_Stored data entries_
****************

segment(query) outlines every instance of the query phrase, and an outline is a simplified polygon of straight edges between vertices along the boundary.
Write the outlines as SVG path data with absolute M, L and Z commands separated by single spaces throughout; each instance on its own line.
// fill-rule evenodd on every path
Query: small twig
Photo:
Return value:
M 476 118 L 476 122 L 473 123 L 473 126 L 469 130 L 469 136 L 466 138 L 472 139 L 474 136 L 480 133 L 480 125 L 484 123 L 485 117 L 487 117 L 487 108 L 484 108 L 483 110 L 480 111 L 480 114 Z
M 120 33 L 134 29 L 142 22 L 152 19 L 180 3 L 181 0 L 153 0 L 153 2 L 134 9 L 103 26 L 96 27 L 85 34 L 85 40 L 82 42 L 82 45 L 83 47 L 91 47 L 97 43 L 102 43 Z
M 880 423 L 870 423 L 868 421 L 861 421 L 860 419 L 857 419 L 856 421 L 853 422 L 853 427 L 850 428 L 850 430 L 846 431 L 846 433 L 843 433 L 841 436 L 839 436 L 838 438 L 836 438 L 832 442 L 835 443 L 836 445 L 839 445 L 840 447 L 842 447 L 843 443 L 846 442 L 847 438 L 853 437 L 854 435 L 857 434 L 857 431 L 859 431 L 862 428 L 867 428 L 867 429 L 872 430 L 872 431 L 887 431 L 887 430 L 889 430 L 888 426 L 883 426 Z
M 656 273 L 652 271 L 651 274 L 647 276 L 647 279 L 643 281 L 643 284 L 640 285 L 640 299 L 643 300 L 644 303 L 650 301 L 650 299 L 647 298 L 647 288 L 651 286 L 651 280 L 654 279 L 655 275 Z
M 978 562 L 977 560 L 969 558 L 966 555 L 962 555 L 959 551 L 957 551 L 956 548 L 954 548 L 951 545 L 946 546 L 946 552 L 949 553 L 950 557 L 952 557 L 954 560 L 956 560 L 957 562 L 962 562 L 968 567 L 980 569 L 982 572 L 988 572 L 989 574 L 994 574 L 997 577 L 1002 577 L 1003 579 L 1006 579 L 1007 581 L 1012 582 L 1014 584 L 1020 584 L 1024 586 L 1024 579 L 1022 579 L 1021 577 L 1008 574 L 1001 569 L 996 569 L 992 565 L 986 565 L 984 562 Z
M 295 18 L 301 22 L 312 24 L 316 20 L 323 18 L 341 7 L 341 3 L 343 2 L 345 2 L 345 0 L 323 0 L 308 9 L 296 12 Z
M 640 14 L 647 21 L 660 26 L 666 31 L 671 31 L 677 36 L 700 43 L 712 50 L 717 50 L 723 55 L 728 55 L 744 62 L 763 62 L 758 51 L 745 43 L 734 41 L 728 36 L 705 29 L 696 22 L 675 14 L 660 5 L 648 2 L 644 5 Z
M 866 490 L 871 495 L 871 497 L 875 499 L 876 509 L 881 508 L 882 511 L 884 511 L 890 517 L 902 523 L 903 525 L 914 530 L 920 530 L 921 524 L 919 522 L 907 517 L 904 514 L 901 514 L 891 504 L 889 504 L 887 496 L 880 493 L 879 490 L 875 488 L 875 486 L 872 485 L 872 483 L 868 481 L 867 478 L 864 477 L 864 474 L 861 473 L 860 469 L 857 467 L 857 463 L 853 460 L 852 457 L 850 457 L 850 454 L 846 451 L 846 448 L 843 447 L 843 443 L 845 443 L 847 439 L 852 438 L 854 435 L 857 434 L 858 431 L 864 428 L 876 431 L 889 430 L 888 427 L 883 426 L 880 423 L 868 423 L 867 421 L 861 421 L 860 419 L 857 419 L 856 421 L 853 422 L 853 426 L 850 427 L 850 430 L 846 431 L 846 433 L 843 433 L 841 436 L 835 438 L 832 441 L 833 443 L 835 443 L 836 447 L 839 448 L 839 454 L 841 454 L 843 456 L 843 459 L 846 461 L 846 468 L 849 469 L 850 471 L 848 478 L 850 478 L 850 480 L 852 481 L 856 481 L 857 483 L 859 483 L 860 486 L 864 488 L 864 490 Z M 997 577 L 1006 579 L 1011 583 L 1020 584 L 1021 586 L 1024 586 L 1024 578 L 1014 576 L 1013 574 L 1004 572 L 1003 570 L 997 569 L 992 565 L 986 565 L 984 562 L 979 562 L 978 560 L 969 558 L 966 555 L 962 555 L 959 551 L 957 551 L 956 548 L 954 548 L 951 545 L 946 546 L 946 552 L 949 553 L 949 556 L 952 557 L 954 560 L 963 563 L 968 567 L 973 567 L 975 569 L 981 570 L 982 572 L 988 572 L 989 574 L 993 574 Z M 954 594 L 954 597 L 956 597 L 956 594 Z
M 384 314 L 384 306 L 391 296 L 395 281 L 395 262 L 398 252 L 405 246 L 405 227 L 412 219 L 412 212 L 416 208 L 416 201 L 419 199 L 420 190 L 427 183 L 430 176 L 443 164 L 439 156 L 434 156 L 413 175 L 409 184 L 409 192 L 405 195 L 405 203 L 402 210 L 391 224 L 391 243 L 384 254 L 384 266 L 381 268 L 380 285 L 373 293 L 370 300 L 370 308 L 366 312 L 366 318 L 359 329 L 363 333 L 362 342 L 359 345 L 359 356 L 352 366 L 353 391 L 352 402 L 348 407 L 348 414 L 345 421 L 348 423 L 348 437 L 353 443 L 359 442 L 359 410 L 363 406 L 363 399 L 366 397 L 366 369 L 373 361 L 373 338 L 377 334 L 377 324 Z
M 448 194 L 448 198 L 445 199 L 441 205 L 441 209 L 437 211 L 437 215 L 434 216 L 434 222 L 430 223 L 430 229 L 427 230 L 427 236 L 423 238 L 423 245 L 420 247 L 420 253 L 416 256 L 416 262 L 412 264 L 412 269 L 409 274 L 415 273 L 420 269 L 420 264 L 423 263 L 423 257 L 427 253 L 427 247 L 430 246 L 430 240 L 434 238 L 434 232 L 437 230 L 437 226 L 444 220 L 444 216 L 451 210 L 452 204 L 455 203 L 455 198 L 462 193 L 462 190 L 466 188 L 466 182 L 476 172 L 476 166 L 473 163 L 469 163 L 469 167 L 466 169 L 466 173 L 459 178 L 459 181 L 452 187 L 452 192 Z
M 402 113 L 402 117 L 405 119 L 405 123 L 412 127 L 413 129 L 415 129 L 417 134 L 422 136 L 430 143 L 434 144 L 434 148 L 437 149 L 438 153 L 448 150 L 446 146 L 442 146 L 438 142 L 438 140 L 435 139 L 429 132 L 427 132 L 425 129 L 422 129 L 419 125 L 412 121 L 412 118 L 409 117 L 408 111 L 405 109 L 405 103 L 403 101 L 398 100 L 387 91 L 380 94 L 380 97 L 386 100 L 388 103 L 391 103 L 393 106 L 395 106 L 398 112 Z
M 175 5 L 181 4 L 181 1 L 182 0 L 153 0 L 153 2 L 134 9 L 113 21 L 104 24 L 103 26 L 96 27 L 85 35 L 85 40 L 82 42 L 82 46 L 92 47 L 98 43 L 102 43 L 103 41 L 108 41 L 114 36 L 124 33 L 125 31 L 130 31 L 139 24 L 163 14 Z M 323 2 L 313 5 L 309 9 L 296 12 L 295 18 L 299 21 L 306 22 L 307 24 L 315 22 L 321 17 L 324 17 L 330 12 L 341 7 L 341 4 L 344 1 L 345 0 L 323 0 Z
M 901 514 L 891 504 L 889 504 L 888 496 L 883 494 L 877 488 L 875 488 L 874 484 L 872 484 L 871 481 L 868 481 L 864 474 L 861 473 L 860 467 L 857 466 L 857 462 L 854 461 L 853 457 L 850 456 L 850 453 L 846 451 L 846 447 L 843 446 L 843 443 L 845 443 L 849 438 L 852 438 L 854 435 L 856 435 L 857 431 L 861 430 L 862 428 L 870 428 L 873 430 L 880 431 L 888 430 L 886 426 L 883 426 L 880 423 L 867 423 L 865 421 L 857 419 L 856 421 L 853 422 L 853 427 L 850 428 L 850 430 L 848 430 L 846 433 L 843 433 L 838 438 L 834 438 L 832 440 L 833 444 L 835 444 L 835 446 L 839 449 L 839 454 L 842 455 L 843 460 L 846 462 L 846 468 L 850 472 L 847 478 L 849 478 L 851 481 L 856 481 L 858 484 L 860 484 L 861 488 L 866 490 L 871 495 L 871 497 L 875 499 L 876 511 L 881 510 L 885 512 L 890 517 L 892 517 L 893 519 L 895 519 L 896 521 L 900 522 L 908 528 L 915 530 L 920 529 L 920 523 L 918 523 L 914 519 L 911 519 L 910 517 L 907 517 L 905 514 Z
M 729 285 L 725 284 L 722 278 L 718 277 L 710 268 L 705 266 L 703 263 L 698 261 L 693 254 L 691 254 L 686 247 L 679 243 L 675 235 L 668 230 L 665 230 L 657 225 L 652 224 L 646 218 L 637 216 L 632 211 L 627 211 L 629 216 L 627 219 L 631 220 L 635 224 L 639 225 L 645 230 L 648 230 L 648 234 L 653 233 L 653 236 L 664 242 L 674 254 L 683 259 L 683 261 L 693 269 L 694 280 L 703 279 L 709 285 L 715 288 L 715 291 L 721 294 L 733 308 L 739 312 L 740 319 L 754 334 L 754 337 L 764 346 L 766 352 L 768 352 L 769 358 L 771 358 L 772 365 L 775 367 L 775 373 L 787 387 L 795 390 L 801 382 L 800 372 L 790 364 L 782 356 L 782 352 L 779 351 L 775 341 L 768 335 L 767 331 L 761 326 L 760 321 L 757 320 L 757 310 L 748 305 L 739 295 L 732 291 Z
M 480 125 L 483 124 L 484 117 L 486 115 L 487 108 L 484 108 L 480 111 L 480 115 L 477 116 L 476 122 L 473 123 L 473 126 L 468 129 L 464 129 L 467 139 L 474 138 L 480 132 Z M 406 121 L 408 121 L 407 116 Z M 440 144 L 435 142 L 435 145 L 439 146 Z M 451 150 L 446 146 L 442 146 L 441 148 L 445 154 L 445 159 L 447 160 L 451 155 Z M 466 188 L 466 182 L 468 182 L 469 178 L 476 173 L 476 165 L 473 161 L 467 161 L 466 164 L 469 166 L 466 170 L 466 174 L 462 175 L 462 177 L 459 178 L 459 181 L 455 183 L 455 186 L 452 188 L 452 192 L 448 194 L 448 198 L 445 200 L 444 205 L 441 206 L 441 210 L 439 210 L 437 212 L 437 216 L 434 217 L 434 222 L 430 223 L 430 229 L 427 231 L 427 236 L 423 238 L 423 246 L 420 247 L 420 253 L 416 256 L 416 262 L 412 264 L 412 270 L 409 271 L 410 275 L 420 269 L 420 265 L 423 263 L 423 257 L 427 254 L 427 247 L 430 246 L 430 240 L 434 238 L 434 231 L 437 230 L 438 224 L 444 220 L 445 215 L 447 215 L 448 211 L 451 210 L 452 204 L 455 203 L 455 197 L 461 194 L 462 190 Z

****************

_TASK REQUIREMENTS_
In the records above, find each line with the word "outlines" and copy it out.

_SOLUTION BELOW_
segment(query) outlines every instance of the query phrase, and an outline is a simplified polygon of straight edges between vertices along the boundary.
Write the outlines as SVG path data with absolute M, L and Z commands separated by single spaces throughout; each instance on its own line.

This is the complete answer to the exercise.